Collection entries
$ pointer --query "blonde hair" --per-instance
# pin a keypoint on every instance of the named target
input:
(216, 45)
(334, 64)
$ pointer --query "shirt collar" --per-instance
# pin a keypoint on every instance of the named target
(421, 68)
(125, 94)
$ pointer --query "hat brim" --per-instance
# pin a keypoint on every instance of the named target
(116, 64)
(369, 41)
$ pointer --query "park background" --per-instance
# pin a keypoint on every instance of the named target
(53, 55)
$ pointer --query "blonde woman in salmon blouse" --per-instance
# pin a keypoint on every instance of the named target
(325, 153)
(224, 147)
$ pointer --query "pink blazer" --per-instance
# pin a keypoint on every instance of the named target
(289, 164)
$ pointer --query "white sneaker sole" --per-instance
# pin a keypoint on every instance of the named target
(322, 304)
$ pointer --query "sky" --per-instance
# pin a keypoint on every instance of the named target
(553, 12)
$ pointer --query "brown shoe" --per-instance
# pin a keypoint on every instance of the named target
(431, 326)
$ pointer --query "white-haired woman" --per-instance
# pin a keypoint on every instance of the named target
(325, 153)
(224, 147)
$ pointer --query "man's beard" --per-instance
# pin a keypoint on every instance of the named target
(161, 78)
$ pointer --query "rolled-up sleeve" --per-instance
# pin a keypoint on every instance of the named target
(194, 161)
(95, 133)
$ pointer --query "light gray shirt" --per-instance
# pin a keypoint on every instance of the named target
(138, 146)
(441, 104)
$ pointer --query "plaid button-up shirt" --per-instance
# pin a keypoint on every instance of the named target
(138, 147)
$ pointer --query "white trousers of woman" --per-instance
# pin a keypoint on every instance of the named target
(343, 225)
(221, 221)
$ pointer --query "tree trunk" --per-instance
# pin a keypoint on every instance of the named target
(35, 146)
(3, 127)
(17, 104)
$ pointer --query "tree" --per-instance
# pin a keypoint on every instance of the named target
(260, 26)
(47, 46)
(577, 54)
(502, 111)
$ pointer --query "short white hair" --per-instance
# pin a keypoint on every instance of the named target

> _WORK INSTRUCTION_:
Each line must be set down again exactly as above, with no line omitted.

> _SOLUTION_:
$ pointer --query "blonde hair" --per-instance
# pin a keypoint on every instance of the named target
input:
(216, 45)
(334, 64)
$ pointer --query "shirt collar" --per-instance
# pin a keypoint on every instance of the named target
(421, 68)
(125, 94)
$ pointer --query "hat brim" --per-instance
# pin a keypoint on every instance of the named target
(116, 64)
(369, 41)
$ pointer --query "park background" --per-instance
# pin a keypoint on every instance of the named target
(53, 55)
$ pointer --query "blonde woman in salmon blouse" --per-instance
# pin a keypoint on every instance of the named target
(325, 153)
(224, 147)
$ pointer --query "pink blazer" --per-instance
# pin a keypoint on every instance of the named target
(289, 164)
$ pointer --query "white sneaker sole" --per-instance
# pin a keypoint on every instance of the named target
(322, 304)
$ pointer --query "sky" --per-instance
# pin a keypoint on every instance of the named target
(553, 12)
$ pointer --query "brown shoe" --per-instance
# pin a keypoint on every instance of the named target
(431, 326)
$ pointer --query "white-haired woman" --per-instance
# pin a keypoint on every instance of the named target
(325, 153)
(224, 147)
$ pointer --query "man's beard" --per-instance
# pin a keypoint on every instance of the named target
(161, 78)
$ pointer --query "rolled-up sleeve" --per-instance
# pin a keypoint on every instance of the named target
(194, 161)
(95, 133)
$ pointer --query "light gray shirt" --per-instance
# pin a keypoint on every instance of the named target
(138, 146)
(441, 104)
$ pointer --query "plaid button-up shirt" --per-instance
# pin a keypoint on every instance of the named target
(138, 147)
$ pointer --query "white trousers of woman" --per-instance
# pin a keypoint on every instance of the named target
(343, 225)
(221, 221)
$ pointer --query "tree trunk" --per-instance
# pin a keypoint on every instance of the named target
(35, 146)
(3, 127)
(17, 104)
$ pointer --query "tree" --per-instance
# pin a keypoint on every instance of the named target
(260, 26)
(47, 46)
(577, 54)
(502, 111)
$ pointer --query "short white hair" --per-instance
# pin a keypoint on every instance of the named target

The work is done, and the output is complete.